--- Document text ---

Answer
$\dfrac{1}{3}$
Work Step by Step
We need to express the domain $D$ in the Type-1 as :$
D=\left\{ (x, y) | 0 \leq x\leq 1, \ 0 \leq y \leq x \right\}
$
Thus, $\iint_{D} x dA=\int_{0}^{1} \int_{0}^{x} x dy dx \\= \int_0^1 [xy]_{0}^{x} dx \\ = \int_0^1 x^2 dx \\= [\dfrac{x^3}{3}]_0^1\\=\dfrac{1^3}{3}-0 \\= \dfrac{1}{3}$
Next, we need to express the domain $D$ in the Type-2 as :$
D=\left\{ (x, y) | 0 \leq y \leq 1, \ y \leq x \leq 1 \right\}
$
Thus, $$\iint_{D} x dA=\int_{0}^{1} \int_{y}^{1} x \ dx \ dy \\= \int_0^1 [\dfrac{x^2}{2}]_{y}^{1} dx \\ = \int_0^1 \dfrac{1}{2}-\dfrac{1} {2} y^2 \ dy \\ [\dfrac{y}{2}-\dfrac{y^3}{6}]_0^1 \\= \dfrac{1}{3}$$

--- Data listing ---

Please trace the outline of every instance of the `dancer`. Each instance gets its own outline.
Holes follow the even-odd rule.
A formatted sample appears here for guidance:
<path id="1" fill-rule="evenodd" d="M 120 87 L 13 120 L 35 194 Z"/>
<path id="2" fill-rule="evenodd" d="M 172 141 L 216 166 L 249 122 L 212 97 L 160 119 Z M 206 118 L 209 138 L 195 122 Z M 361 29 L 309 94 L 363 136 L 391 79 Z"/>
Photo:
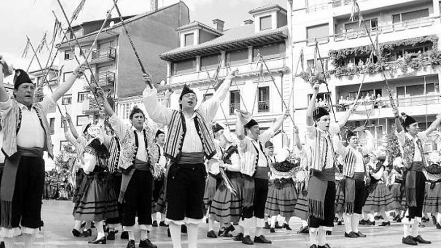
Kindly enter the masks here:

---

▶ [Short problem]
In the worked solution, what bounds on y are used when the domain D is written as Type 1?

▶ [Expected output]
0 ≤ y ≤ x